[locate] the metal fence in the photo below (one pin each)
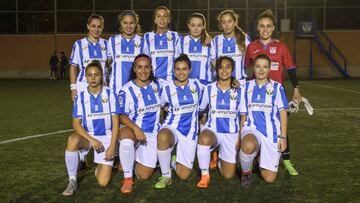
(69, 16)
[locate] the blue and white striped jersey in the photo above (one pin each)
(161, 49)
(228, 47)
(123, 52)
(95, 111)
(142, 105)
(200, 57)
(264, 104)
(84, 52)
(225, 108)
(183, 103)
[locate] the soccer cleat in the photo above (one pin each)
(81, 165)
(213, 162)
(173, 162)
(204, 181)
(127, 185)
(246, 179)
(71, 188)
(163, 182)
(290, 168)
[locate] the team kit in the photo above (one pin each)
(221, 100)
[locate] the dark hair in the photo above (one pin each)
(262, 56)
(96, 64)
(154, 14)
(218, 65)
(132, 72)
(134, 15)
(204, 33)
(183, 58)
(239, 33)
(266, 14)
(95, 16)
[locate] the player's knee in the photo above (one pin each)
(102, 182)
(163, 141)
(204, 139)
(73, 142)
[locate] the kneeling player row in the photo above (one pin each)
(254, 113)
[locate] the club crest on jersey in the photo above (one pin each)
(104, 99)
(154, 87)
(193, 90)
(269, 90)
(233, 95)
(272, 50)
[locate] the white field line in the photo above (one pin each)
(330, 87)
(34, 136)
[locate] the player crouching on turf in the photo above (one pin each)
(180, 127)
(222, 128)
(96, 124)
(140, 115)
(266, 126)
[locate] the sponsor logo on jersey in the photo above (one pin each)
(272, 50)
(260, 107)
(148, 109)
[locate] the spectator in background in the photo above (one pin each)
(53, 65)
(64, 63)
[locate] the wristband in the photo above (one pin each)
(72, 86)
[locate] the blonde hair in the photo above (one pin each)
(239, 33)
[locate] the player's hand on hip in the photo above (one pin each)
(139, 134)
(282, 144)
(73, 94)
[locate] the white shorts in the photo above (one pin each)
(269, 152)
(99, 158)
(146, 152)
(186, 147)
(81, 86)
(227, 145)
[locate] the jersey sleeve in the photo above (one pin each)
(114, 104)
(75, 55)
(77, 109)
(286, 57)
(243, 103)
(204, 102)
(281, 100)
(109, 51)
(123, 99)
(249, 56)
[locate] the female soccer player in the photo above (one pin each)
(181, 124)
(96, 124)
(280, 57)
(194, 45)
(89, 48)
(225, 104)
(123, 48)
(232, 42)
(266, 126)
(162, 44)
(140, 109)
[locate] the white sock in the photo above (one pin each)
(246, 160)
(164, 157)
(72, 162)
(203, 153)
(127, 156)
(83, 153)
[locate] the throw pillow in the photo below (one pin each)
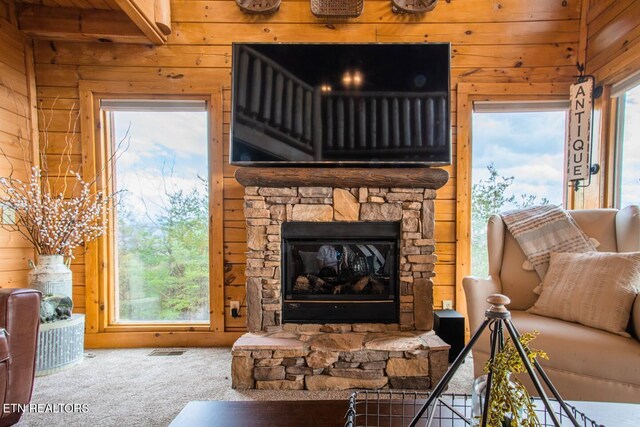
(595, 289)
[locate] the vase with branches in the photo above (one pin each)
(56, 217)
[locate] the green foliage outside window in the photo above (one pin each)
(163, 261)
(490, 197)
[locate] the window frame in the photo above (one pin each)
(619, 99)
(144, 104)
(101, 330)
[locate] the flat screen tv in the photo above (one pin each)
(340, 104)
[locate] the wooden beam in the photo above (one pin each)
(68, 24)
(143, 14)
(432, 178)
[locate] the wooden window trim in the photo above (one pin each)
(467, 93)
(99, 332)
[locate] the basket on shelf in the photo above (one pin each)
(261, 7)
(337, 8)
(413, 6)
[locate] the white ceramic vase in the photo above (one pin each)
(51, 276)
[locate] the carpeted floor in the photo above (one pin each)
(131, 388)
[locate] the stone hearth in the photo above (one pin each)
(314, 360)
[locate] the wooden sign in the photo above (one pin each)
(579, 132)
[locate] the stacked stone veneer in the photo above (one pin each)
(316, 360)
(266, 208)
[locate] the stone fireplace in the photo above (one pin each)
(363, 318)
(268, 208)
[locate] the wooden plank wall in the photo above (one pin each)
(16, 89)
(613, 39)
(506, 41)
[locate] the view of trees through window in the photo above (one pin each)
(518, 160)
(162, 240)
(630, 150)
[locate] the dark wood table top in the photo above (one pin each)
(278, 413)
(331, 413)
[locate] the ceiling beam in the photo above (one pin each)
(143, 14)
(53, 23)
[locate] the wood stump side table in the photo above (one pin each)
(60, 345)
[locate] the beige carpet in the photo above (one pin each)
(130, 388)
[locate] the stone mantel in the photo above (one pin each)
(426, 178)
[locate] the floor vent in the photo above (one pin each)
(167, 352)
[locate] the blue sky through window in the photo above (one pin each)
(528, 146)
(630, 174)
(167, 152)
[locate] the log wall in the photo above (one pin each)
(17, 85)
(506, 41)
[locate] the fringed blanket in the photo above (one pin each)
(541, 230)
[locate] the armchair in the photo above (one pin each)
(20, 317)
(584, 363)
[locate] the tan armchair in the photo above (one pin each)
(584, 363)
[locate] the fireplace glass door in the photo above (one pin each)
(340, 272)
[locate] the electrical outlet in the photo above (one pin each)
(234, 306)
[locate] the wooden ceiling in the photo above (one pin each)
(106, 21)
(76, 4)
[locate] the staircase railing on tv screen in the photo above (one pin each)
(273, 106)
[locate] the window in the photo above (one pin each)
(161, 245)
(517, 161)
(627, 186)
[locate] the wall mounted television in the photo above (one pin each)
(340, 104)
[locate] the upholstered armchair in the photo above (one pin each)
(20, 319)
(584, 363)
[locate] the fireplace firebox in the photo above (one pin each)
(340, 272)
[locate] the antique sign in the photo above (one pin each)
(579, 133)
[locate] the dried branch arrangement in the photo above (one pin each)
(56, 219)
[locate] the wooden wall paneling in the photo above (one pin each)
(18, 132)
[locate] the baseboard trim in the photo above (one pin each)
(160, 339)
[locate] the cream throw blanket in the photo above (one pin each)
(541, 230)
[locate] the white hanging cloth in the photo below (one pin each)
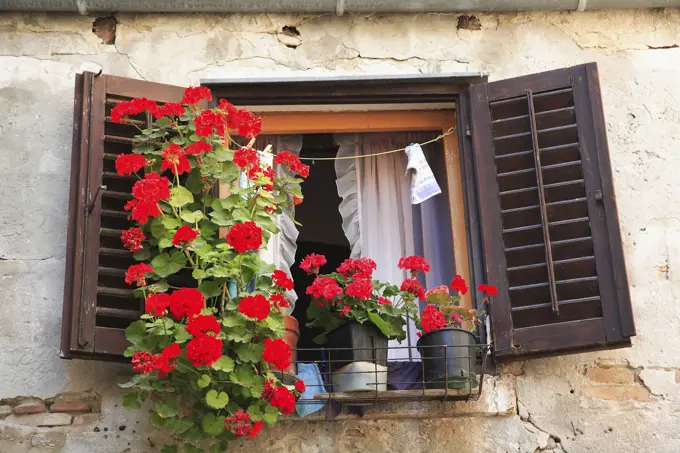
(423, 184)
(281, 247)
(376, 210)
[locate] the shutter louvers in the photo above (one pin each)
(100, 304)
(544, 224)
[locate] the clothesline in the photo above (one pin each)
(437, 138)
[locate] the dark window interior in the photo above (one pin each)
(321, 230)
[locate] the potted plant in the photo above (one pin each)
(208, 348)
(447, 343)
(358, 315)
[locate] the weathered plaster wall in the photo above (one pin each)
(624, 401)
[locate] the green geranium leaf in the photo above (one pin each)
(165, 264)
(132, 400)
(218, 447)
(204, 381)
(136, 331)
(180, 196)
(216, 400)
(182, 425)
(233, 321)
(192, 217)
(212, 425)
(171, 223)
(199, 274)
(225, 364)
(193, 182)
(158, 230)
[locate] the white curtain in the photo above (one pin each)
(281, 247)
(376, 209)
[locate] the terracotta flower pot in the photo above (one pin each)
(291, 337)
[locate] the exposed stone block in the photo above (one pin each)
(5, 411)
(618, 392)
(30, 407)
(613, 375)
(70, 406)
(85, 419)
(45, 419)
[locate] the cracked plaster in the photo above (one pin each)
(540, 405)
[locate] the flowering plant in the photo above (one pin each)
(206, 349)
(444, 310)
(351, 294)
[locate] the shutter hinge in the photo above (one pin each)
(93, 200)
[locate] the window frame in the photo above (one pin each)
(300, 94)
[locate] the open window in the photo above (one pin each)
(528, 184)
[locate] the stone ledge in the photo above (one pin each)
(498, 399)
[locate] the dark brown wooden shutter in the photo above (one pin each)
(552, 242)
(98, 304)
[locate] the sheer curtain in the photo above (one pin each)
(378, 218)
(281, 247)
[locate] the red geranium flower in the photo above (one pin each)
(126, 164)
(432, 319)
(197, 148)
(193, 95)
(184, 235)
(202, 324)
(312, 263)
(459, 284)
(414, 287)
(148, 192)
(324, 288)
(208, 122)
(414, 263)
(165, 363)
(186, 302)
(246, 158)
(488, 289)
(256, 306)
(292, 162)
(132, 239)
(255, 429)
(137, 274)
(157, 304)
(276, 353)
(245, 236)
(361, 289)
(175, 160)
(143, 362)
(279, 300)
(361, 268)
(204, 350)
(282, 280)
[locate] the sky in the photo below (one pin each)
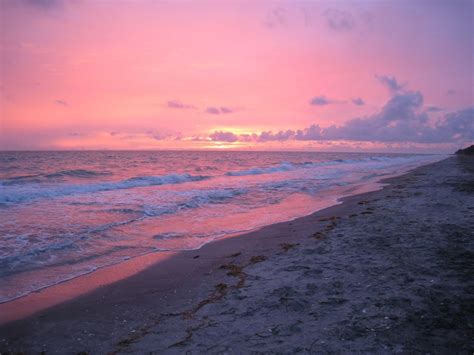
(334, 75)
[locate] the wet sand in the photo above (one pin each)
(386, 271)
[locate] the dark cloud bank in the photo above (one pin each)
(401, 119)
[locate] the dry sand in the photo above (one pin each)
(387, 271)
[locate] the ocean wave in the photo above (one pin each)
(265, 170)
(288, 166)
(26, 194)
(42, 178)
(195, 199)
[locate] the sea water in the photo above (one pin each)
(66, 214)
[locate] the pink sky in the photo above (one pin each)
(142, 74)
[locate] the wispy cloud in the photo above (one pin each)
(62, 103)
(275, 18)
(179, 105)
(390, 83)
(43, 4)
(339, 20)
(221, 136)
(358, 101)
(214, 110)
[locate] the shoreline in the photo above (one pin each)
(46, 297)
(178, 283)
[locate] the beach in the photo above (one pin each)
(386, 271)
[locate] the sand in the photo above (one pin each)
(387, 271)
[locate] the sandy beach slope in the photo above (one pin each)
(387, 271)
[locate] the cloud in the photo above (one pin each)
(320, 101)
(61, 103)
(434, 109)
(390, 82)
(43, 4)
(338, 20)
(275, 18)
(358, 101)
(179, 105)
(219, 110)
(221, 136)
(402, 119)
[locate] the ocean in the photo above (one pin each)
(66, 214)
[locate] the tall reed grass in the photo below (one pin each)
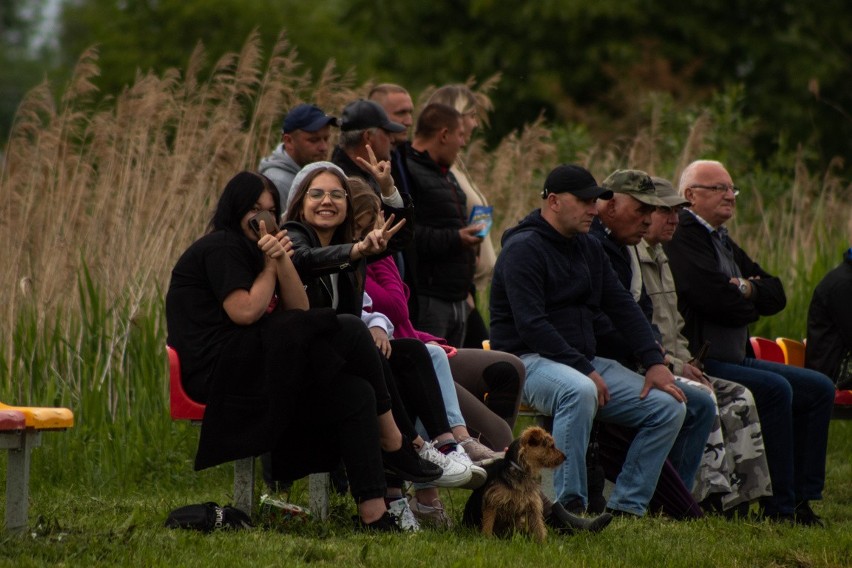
(99, 196)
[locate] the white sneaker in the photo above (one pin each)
(456, 473)
(403, 515)
(434, 516)
(478, 475)
(479, 453)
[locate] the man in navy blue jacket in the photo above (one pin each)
(551, 281)
(622, 221)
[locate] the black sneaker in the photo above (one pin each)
(407, 464)
(805, 516)
(564, 522)
(385, 523)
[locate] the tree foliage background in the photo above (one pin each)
(578, 62)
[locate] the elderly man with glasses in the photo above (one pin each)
(721, 290)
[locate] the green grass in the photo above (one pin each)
(78, 524)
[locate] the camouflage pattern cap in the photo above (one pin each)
(636, 184)
(667, 193)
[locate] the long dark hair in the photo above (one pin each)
(295, 212)
(239, 196)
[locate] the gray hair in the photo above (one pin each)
(689, 173)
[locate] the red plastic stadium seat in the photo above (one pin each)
(767, 350)
(182, 407)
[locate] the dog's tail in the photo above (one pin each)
(472, 516)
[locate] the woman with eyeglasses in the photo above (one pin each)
(265, 365)
(332, 263)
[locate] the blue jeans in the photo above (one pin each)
(570, 397)
(794, 406)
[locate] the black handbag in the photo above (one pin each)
(207, 517)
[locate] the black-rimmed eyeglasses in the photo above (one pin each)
(718, 187)
(319, 194)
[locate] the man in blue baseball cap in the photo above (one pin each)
(304, 140)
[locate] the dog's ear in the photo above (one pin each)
(535, 436)
(513, 453)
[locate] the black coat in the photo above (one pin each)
(445, 267)
(704, 291)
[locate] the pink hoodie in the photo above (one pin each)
(390, 297)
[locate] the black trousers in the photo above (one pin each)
(337, 423)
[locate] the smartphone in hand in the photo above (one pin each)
(268, 219)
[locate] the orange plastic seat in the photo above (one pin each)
(12, 420)
(793, 350)
(20, 432)
(39, 418)
(767, 350)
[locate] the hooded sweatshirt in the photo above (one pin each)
(548, 290)
(281, 169)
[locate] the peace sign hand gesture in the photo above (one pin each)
(380, 170)
(376, 241)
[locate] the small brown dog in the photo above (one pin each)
(510, 500)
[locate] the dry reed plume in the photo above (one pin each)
(123, 185)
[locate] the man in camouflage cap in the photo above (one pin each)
(622, 221)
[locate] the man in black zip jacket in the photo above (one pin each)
(446, 245)
(551, 282)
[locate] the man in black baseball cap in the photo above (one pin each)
(575, 180)
(304, 140)
(552, 282)
(366, 128)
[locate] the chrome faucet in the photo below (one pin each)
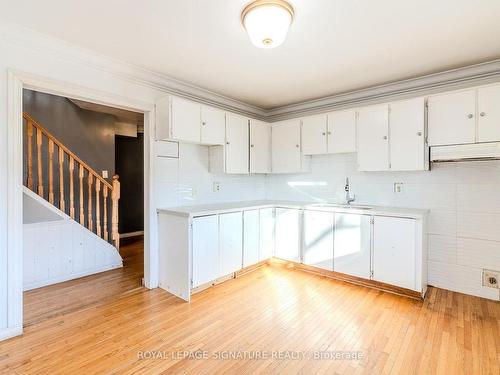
# # # # #
# [PROBLEM REQUIREMENTS]
Print the lines from the one holding "[locate] the camouflage" through the last line of the records, word for word, and omit the pictures.

# [SOLVED PROBLEM]
[locate] the camouflage pattern cap in the photo above (one pin each)
(636, 184)
(667, 193)
[locate] the long dark hair in the photo above (one pin each)
(295, 212)
(239, 196)
[locate] the gray hair in the photo above (one pin each)
(689, 173)
[locate] the red plastic stadium seat in the photo above (one pin each)
(767, 350)
(182, 407)
[locate] the dog's tail in the photo above (one pin each)
(472, 516)
[locate] the woman with eyeglasses in the photo above (one pin each)
(265, 365)
(332, 263)
[locate] the blue jeans in the photo above (one pin each)
(570, 397)
(794, 406)
[locate] the black handbag in the photo above (one pin each)
(207, 517)
[locate] the black-rimmed eyeglasses in the photo above (one pin each)
(718, 187)
(319, 194)
[locate] the man in blue baseball cap in the photo above (one pin each)
(304, 140)
[locate] the dog's ear in the photo above (one pin each)
(535, 436)
(513, 453)
[locate] the black coat in the photo above (one pin each)
(445, 267)
(704, 291)
[locate] the pink hoodie in the photo above (one pin each)
(390, 297)
[locate] the black trousers in the photo above (one pin each)
(337, 423)
[locate] the smartphone in hand in the photo above (one pin each)
(268, 219)
[locate] the orange plastic seat in the photo above (one pin each)
(12, 420)
(793, 350)
(20, 432)
(39, 418)
(767, 350)
[locate] the hooded sweatshirt in the photo above (one pin each)
(548, 290)
(281, 169)
[locate] the peace sign hand gesture in the photo above (one pin each)
(380, 170)
(376, 241)
[locate] the small brown dog in the photo above (one pin each)
(510, 500)
[locate] the dry reed plume in the photo above (one pin each)
(123, 185)
[locate] the man in camouflage cap in the photo above (one pin each)
(622, 221)
[locate] the man in black zip jacket in the photo above (one pin each)
(446, 245)
(551, 282)
[locate] the man in black baseball cap in the photo above (one pin each)
(575, 180)
(304, 140)
(552, 282)
(366, 128)
[locate] the chrome faucet in the photo below (one pin each)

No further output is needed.